start PROVIDED ENTRIES
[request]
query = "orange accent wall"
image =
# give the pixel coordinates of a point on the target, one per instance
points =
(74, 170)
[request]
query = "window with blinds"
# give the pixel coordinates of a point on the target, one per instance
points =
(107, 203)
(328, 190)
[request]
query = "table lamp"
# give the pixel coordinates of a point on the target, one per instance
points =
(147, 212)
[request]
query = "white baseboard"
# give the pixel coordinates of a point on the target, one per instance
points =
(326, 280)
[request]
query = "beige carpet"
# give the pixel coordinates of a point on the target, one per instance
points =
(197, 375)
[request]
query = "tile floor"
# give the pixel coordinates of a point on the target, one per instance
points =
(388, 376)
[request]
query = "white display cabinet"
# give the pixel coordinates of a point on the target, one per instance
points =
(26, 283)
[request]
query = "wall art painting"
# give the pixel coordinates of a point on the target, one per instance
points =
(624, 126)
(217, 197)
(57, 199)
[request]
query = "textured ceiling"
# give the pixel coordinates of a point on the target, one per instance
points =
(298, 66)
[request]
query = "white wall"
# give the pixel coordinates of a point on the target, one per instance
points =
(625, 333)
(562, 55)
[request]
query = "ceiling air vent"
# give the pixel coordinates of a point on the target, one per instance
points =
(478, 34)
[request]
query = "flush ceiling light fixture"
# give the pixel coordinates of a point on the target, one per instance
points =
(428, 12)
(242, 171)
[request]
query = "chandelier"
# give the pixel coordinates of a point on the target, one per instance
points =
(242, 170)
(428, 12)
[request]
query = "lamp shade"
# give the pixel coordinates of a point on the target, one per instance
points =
end PROVIDED ENTRIES
> **YOUR OBJECTIVE**: Set down all of the data above, word for word.

> **EXERCISE ANSWER**:
[request]
query = "orange accent wall"
image =
# give the pixel coordinates of a point on the target, one per instance
points =
(74, 170)
[request]
query = "window with blinds"
# give the pixel coordinates of a point on the target, one per instance
points =
(107, 203)
(328, 190)
[request]
query = "table lamp"
# give the pixel coordinates of a point on the target, one per instance
points =
(147, 212)
[request]
query = "white baseboard"
# give the pixel coordinates of a point on the target, one per instance
points =
(326, 280)
[request]
query = "beige carpet"
# give the pixel coordinates of a point on the target, one per instance
points =
(197, 375)
[request]
query = "tile floor"
# give the pixel coordinates of a point on the target, one per instance
points =
(388, 376)
[request]
query = "white display cabinet"
# give the pixel coordinates of a point on the target, one per instance
points =
(26, 283)
[request]
query = "wall art painting"
# give the pixel coordinates of a point on the target, one per instance
points =
(624, 126)
(217, 197)
(57, 199)
[request]
query = "textured ceiling"
# give the pixel coordinates of a point on the target, one per instance
points =
(298, 66)
[request]
query = "white wall"
# give the pixel coordinates of a point on the target, one per instance
points =
(625, 333)
(562, 55)
[request]
query = "ceiling air vent"
# give the pixel coordinates of a point on the target, one per instance
points =
(478, 34)
[request]
query = "flush ceiling light fixture"
# give the pixel coordinates of a point on the target, one per instance
points =
(428, 12)
(242, 171)
[request]
query = "chandelier"
# give the pixel coordinates of a point on the target, one per instance
points =
(242, 170)
(428, 12)
[request]
query = "lamp shade"
# give the pixel coordinates of a point on the target, one per instance
points =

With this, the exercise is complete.